--- START ---

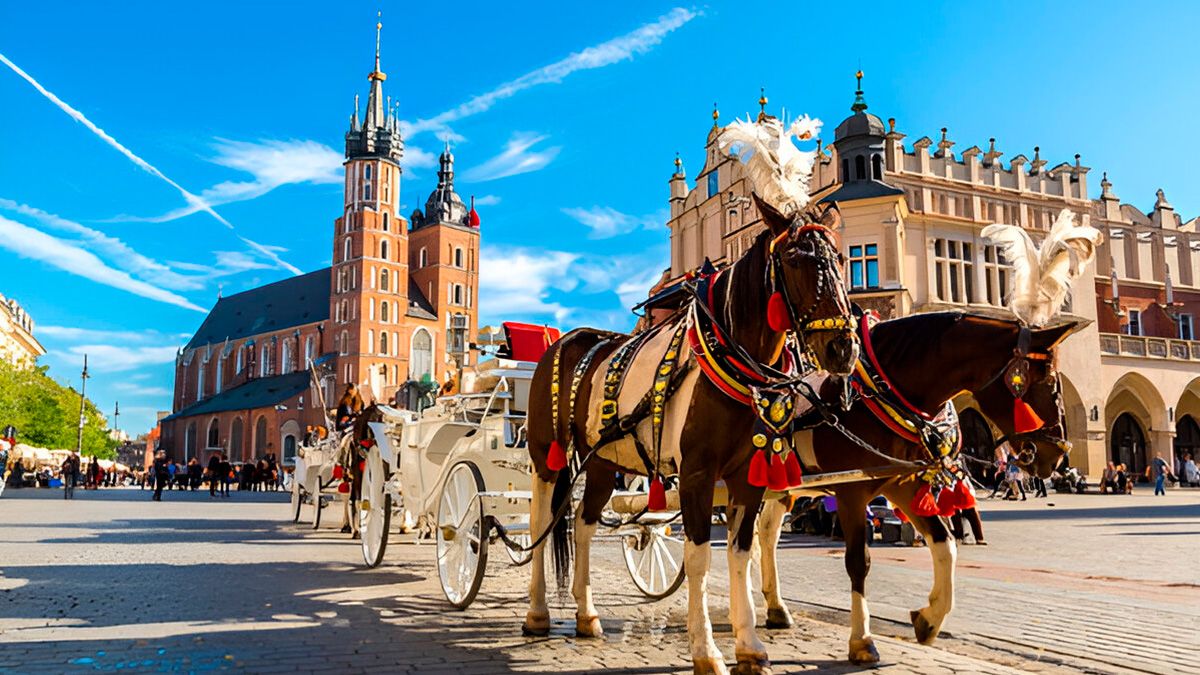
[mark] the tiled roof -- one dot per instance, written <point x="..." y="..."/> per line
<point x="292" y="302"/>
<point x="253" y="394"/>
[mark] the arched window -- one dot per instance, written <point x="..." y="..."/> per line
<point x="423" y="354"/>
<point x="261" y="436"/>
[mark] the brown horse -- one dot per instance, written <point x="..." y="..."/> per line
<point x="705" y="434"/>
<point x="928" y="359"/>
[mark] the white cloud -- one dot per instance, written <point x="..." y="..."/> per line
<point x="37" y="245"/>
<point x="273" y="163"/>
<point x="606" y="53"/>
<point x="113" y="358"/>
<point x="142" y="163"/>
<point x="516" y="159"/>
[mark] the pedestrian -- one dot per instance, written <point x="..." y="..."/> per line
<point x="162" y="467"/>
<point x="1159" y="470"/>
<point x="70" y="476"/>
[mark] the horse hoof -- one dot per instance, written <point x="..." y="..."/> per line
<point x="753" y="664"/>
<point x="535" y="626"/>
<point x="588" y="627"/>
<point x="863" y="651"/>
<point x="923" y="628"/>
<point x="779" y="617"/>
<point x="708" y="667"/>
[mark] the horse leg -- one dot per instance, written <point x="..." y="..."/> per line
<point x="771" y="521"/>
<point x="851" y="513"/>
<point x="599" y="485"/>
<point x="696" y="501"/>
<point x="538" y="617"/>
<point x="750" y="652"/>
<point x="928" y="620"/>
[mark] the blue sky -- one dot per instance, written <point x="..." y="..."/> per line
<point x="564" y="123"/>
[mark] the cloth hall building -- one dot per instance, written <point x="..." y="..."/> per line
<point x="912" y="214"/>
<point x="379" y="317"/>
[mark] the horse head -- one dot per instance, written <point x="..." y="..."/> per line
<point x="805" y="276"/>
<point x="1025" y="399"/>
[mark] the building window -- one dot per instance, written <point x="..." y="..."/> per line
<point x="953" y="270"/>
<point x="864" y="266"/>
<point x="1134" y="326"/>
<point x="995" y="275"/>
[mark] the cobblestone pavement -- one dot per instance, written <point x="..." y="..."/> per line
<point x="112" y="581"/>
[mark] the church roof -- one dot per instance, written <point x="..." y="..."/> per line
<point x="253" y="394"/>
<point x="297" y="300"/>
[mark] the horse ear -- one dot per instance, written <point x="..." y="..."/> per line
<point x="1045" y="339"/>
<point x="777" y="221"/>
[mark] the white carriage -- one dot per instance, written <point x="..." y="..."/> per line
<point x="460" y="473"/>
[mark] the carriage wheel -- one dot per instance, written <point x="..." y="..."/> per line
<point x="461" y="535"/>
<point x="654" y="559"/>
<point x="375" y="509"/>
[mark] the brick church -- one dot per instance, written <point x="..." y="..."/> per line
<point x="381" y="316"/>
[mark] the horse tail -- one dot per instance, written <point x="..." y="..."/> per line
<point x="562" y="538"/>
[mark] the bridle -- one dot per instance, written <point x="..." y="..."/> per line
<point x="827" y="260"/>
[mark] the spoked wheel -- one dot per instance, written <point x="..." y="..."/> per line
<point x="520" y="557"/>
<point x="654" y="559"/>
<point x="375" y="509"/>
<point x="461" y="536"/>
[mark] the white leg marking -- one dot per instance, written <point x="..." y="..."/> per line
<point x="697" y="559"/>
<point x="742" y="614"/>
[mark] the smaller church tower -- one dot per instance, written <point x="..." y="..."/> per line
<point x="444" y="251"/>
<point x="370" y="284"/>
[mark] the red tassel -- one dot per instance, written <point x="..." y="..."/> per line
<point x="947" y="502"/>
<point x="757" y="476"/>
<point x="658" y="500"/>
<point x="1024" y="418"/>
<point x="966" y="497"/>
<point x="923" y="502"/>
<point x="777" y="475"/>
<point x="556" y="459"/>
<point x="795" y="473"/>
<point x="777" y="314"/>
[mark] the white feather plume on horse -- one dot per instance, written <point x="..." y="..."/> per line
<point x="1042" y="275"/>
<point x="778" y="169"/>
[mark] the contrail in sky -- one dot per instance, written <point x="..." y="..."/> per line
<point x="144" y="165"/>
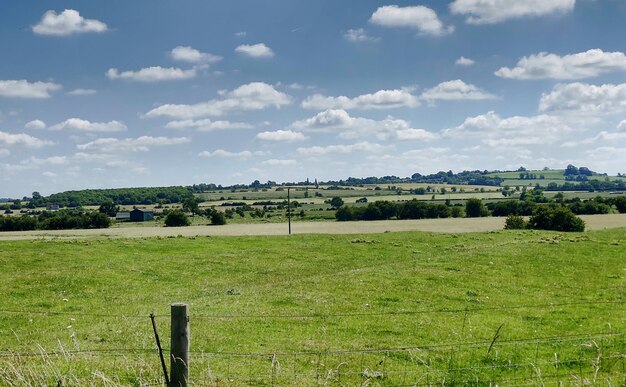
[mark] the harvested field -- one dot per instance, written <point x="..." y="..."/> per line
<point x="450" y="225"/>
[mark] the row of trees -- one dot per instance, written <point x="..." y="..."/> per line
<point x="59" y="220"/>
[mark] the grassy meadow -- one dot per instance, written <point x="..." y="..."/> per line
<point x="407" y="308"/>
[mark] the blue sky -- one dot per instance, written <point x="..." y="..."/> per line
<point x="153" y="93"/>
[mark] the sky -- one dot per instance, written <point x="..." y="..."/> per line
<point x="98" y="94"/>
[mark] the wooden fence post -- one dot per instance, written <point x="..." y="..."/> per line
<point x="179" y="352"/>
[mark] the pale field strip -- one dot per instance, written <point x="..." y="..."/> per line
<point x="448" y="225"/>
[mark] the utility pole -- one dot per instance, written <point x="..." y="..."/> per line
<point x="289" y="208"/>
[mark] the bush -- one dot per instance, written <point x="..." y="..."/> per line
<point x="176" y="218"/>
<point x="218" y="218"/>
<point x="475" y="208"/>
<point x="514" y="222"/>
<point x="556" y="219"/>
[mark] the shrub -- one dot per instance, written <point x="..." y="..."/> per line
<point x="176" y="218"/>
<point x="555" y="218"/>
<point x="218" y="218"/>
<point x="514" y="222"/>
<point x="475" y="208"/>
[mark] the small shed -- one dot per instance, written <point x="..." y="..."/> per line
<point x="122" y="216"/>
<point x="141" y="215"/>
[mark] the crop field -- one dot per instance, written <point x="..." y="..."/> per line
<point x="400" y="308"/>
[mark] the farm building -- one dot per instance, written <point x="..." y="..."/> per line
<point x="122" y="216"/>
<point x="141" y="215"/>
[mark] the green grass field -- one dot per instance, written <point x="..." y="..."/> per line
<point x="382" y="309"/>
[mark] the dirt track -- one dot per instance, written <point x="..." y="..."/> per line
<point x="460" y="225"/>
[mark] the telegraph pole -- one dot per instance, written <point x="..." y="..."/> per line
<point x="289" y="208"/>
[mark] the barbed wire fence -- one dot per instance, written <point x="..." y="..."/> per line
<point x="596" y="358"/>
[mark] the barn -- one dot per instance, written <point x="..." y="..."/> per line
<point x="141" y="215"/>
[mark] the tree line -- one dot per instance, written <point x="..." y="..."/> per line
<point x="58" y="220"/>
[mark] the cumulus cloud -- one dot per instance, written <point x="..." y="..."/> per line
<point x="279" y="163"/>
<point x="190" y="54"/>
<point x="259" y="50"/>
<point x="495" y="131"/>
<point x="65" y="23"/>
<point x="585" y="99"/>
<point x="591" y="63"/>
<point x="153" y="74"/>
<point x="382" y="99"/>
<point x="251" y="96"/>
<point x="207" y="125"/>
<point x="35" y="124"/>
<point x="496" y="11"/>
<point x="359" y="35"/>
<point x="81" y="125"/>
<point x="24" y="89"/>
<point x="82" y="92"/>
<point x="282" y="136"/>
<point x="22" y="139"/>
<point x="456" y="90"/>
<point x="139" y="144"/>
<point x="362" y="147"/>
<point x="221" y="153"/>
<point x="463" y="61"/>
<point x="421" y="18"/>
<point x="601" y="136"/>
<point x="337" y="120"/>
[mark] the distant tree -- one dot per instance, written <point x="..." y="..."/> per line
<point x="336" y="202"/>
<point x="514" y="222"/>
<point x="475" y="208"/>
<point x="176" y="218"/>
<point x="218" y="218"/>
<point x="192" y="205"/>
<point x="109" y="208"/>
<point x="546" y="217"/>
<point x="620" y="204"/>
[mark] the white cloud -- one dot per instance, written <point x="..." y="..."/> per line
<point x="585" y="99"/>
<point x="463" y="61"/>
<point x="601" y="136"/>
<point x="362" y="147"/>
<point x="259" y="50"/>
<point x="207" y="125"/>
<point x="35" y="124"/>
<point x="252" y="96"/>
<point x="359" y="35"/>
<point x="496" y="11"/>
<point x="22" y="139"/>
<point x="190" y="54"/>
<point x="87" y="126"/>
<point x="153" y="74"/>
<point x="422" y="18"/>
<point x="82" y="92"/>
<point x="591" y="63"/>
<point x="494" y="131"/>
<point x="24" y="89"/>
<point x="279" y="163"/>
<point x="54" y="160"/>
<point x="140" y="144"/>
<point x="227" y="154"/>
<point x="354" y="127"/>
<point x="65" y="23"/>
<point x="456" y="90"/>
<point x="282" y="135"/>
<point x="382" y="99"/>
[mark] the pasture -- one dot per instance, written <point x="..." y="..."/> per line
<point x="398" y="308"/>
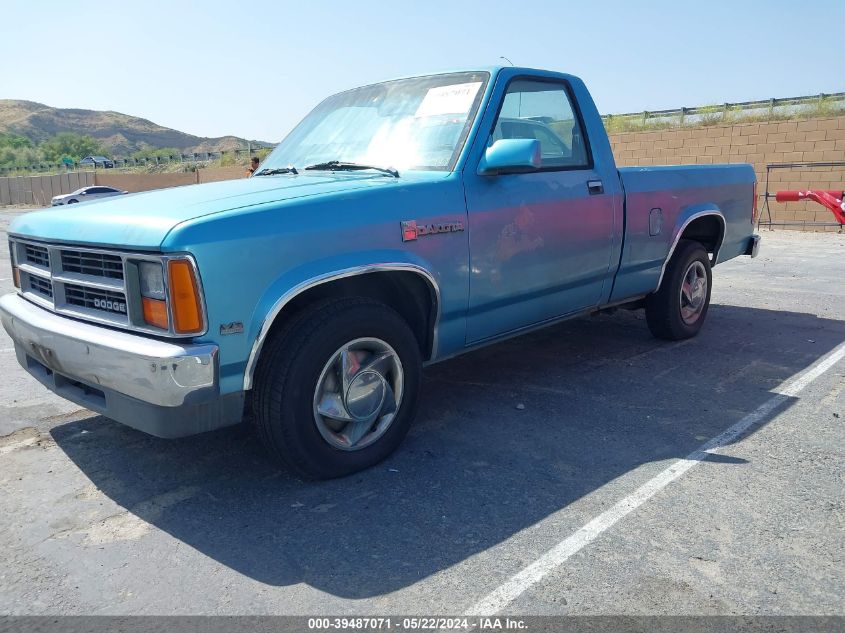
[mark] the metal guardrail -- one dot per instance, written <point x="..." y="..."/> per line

--- END ---

WORK INSTRUCTION.
Take the line containing "[mark] the pasture" through the last line of the material and retype exactly those lines, both ends included, with no pictures.

ANSWER TO THE PROBLEM.
[mark] the pasture -- one dot per instance, written <point x="..." y="..."/> per line
<point x="398" y="308"/>
[mark] the metal guardrail -- one dot per instance, written <point x="..." y="..."/> per line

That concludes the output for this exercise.